- Consigne 1 -
Dans le texte sur le droit social, sur quoi repose l'approche libérale des relations professionnelles ?

- Texte à lire -
——

1. La norme d'une façon générale, le Code du travail d'une façon particulière, n'est pas une fin en soin ; elle est un moyen éventuellement contraignant au service d'une finalité.

L'approche (marxiste) des relations professionnelles, fondée sur l'opposition du capital et du travail, justifie de considérer le droit social, issu prioritairement de la loi, comme constituant un outil de protection du salarié dont la force de travail est aliénée par l'employeur ; le droit social est essentiellement un droit des relations individuelles de travail et un droit conflictuel : il procède de l'ajout permanent de normes protégeant davantage le salarié que promouvant l'emploi.

L'approche (libérale) des relations professionnelles, fondée sur la complémentarité du capital et du travail, conduit à considérer le droit social, issu prioritairement de la négociation collective (y compris par dérogation à la loi), comme un outil du développement de l'entreprise – entendue comme étant l'ensemble des moyens humains, financiers et matériels coordonnés en vue de l'exploitation d'une activité économique. Le droit social n'est plus alors le droit du salarié contre l'employeur ; il est un droit au service de l'entreprise, notamment en vue de favoriser l'emploi, par une régulation du pouvoir reconnu à l'employeur d'organiser l'activité réalisée par les salariés.

Si au-delà, des clivages idéologiques, on admet de considérer (au moins de ne pas nier), l'échec du modèle social français actuel à l'aune de l'emploi, une expérimentation pourrait alors être organisée, fondée sur la responsabilité collective : la loi (le Code du travail, les conventions professionnelles) demeurerait à titre supplétif (sauf à prendre en considération l'ordre public, c'est-à-dire les « droits humains » protégeant notamment la santé des salariés), s'appliquant faute que des normes adaptées à l'entreprise (et non spécifiquement à l'employeur ou aux salariés) aient pu y être définies. La norme conventionnelle définie au niveau de l'entreprise s'imposerait alors, sans comparaison avec la loi, aux relations collectives et individuelles de travail.

2. Cette mutation expérimentale du droit social nécessiterait de conférer à l'entreprise une organisation sociale adaptée à sa mission normative et de sacraliser la norme collective.

——

- Consigne 2 -
Filtrez les entrées en recopiant chaque ligne qui contient la chaîne "mower". La casse doit être respectée.

- Extrait de données -
——

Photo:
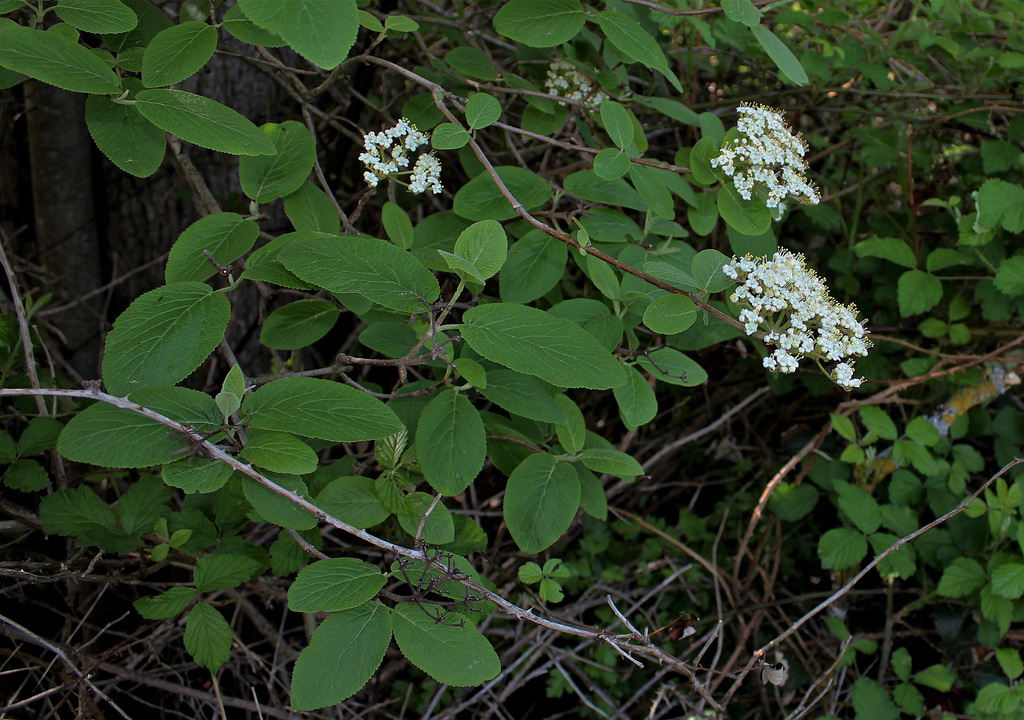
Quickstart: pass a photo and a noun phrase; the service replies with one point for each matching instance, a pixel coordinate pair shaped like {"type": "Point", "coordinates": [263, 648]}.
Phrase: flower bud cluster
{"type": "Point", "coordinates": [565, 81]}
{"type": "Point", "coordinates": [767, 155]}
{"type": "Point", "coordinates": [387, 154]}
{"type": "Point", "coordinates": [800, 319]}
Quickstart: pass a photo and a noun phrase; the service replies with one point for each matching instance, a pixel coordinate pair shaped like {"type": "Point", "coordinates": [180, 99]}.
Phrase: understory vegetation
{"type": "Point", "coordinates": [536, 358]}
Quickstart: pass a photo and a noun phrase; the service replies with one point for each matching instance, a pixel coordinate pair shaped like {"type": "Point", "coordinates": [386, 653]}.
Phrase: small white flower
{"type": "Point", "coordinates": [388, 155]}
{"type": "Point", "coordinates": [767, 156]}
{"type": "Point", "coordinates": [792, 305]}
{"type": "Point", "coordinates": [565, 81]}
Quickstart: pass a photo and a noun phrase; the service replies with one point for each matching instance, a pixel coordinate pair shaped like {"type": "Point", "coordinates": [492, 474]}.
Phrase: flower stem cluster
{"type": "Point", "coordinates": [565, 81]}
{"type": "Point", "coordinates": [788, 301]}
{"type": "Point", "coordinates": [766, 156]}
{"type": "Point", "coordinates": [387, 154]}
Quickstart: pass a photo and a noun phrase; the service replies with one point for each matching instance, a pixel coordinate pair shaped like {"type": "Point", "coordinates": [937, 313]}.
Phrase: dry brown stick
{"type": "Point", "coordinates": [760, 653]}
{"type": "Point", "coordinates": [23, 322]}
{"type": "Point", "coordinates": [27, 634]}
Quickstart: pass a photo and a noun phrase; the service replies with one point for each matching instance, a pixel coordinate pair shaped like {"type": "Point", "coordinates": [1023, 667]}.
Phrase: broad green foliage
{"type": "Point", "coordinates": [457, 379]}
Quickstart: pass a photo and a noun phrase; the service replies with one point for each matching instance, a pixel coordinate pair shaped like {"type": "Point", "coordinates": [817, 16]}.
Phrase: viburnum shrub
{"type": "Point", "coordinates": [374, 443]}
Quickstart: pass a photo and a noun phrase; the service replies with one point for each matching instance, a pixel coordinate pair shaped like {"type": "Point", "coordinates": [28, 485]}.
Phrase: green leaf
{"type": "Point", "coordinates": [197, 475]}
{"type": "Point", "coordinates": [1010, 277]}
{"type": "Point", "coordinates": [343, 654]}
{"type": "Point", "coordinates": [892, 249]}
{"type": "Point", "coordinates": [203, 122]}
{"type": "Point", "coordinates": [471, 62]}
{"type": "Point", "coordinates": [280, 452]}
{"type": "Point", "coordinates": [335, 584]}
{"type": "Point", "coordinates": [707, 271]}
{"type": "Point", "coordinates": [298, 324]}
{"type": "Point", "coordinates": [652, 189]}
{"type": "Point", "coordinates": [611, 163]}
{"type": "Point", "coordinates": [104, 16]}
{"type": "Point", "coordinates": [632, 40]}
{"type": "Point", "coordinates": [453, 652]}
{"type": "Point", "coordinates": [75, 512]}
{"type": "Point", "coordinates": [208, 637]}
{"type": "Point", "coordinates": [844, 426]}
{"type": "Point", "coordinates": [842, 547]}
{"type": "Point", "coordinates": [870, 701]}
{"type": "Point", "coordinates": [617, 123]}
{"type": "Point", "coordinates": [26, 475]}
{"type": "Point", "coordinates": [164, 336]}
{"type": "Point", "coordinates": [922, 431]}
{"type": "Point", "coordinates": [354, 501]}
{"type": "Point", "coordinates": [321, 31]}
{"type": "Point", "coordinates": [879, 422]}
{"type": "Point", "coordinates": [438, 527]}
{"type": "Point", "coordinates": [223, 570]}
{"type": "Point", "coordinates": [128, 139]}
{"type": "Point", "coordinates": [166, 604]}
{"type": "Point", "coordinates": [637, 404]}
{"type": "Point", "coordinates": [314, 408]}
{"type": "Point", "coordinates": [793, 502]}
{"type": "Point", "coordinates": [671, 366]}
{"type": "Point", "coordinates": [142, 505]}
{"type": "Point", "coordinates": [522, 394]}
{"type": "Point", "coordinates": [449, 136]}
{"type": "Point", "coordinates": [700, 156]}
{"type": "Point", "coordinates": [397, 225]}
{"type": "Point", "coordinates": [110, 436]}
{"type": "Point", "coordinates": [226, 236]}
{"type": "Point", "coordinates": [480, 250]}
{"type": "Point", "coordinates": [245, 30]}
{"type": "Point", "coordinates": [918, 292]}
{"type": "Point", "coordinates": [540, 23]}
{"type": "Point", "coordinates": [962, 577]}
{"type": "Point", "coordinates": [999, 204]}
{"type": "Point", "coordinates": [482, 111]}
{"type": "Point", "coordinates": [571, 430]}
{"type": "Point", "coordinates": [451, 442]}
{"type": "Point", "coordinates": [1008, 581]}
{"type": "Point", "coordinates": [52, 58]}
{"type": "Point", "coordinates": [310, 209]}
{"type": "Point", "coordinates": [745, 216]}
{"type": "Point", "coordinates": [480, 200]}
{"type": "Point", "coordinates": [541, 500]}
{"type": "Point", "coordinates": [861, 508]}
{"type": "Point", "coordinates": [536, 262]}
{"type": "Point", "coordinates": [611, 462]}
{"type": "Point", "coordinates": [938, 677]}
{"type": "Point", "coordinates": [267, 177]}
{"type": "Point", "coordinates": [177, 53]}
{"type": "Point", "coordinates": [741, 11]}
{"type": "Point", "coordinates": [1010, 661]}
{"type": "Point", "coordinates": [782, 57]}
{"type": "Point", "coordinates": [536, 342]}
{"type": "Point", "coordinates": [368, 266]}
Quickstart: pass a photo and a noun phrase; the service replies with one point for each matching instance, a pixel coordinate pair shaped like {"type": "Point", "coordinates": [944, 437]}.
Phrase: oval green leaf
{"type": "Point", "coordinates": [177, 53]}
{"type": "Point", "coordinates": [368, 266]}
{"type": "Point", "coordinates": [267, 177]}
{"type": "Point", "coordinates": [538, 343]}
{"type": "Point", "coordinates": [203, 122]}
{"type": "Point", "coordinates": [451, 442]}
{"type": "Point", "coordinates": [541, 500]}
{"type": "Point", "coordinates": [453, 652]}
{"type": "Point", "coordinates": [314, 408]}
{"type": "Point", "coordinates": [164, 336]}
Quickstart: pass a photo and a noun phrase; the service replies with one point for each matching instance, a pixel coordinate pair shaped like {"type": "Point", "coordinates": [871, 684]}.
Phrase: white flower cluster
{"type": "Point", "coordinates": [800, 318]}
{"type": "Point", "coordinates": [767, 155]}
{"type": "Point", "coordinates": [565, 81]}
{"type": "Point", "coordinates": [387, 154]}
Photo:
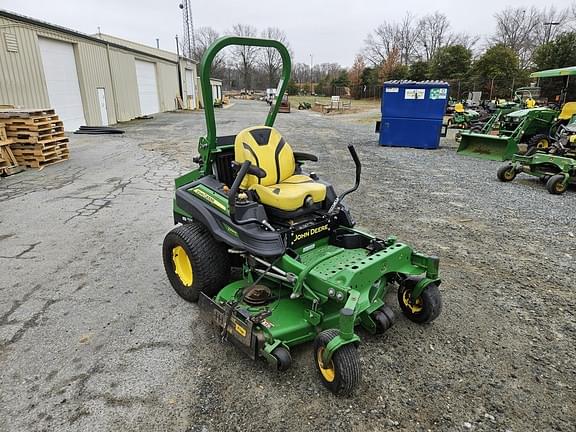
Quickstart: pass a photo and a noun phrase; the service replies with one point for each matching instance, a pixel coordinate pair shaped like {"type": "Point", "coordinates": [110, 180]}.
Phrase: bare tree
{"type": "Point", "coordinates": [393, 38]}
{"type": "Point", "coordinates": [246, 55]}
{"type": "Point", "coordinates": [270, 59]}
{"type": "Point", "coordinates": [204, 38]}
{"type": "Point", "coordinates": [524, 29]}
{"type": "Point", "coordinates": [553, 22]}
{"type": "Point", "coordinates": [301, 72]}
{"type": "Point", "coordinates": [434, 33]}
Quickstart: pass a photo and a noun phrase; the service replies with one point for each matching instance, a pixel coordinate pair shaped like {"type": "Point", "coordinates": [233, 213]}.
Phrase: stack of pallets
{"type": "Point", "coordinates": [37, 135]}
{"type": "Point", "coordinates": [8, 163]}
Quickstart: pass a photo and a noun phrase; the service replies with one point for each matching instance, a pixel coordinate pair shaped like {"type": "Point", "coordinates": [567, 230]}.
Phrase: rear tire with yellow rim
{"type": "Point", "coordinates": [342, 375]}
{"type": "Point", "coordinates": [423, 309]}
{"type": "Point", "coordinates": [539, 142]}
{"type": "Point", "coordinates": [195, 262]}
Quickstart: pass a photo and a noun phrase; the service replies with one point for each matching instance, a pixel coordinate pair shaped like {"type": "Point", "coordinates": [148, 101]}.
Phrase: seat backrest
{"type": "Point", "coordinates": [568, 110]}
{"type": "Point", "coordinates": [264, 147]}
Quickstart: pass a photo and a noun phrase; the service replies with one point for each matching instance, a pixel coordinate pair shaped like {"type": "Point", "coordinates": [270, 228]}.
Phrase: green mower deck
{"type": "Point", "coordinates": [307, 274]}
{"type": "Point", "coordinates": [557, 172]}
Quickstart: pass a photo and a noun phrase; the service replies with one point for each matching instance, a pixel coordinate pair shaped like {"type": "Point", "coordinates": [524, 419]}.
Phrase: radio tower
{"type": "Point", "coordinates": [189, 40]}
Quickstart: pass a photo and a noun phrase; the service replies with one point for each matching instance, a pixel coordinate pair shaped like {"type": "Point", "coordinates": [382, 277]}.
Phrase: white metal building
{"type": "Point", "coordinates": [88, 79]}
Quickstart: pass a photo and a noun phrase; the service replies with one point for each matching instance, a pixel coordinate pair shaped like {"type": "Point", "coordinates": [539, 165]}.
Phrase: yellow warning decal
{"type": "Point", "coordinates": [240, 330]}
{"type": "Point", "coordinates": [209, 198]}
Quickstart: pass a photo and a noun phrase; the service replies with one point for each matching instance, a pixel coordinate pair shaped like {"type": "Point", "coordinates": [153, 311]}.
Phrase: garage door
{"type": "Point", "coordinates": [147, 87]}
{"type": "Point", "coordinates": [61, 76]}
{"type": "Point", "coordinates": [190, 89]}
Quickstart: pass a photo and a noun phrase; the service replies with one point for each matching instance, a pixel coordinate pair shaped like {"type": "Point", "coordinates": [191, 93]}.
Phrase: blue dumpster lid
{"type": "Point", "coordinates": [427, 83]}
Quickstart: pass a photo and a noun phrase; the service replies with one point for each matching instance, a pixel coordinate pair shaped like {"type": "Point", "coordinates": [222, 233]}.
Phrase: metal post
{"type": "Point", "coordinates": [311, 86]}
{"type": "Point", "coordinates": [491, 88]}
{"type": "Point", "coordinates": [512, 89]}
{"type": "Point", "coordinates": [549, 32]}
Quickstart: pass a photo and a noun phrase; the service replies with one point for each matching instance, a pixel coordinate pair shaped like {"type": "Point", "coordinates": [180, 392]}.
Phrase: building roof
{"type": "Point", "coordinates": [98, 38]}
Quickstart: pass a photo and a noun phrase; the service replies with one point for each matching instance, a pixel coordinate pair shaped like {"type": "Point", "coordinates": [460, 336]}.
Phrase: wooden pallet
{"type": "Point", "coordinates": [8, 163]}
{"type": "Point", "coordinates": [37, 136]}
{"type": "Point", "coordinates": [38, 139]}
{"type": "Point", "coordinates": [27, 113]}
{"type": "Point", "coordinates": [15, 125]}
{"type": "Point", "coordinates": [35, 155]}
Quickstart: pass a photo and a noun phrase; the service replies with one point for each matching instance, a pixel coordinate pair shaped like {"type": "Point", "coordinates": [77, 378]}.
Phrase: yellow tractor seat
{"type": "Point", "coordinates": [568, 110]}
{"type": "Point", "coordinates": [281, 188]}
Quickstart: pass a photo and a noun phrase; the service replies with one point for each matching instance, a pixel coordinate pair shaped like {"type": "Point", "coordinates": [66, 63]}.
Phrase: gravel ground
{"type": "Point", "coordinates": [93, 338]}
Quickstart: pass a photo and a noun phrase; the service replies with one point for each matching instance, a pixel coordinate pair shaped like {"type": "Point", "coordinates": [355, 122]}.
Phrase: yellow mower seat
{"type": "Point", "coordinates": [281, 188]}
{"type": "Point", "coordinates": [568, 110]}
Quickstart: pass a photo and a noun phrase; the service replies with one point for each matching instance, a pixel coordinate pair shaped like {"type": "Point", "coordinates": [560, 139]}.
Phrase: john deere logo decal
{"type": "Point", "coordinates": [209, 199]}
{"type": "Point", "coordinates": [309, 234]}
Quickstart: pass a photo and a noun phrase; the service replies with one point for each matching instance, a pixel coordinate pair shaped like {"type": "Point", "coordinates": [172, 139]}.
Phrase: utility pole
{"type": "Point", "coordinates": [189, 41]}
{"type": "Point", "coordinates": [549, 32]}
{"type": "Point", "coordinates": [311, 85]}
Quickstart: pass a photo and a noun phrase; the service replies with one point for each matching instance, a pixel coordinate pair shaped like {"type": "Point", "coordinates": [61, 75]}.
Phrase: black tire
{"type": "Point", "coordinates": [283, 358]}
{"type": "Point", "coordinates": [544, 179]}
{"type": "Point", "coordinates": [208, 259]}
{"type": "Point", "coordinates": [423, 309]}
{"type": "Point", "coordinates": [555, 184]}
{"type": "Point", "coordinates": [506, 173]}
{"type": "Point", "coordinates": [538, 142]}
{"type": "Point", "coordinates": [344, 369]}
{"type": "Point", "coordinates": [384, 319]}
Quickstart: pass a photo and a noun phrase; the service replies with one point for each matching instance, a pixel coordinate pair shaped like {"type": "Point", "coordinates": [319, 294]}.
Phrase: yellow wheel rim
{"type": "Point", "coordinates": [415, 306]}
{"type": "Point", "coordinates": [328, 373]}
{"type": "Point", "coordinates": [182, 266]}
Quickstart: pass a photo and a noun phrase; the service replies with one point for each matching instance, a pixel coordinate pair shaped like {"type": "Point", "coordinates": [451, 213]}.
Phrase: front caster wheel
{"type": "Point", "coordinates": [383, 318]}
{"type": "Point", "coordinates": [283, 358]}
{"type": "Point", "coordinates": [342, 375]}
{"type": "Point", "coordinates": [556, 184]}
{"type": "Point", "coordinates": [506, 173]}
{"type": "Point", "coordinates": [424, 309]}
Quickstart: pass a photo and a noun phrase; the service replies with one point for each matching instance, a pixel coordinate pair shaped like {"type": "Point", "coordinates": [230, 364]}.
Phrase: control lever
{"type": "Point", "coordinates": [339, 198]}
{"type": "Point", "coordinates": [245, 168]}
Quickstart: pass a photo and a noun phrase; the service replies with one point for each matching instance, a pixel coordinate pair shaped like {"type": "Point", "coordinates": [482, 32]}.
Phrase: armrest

——

- Résultat final 1 -
Elle repose sur la complémentarité du capital et du travail.

- Résultat final 2 -
Phrase: green mower deck
Phrase: yellow mower seat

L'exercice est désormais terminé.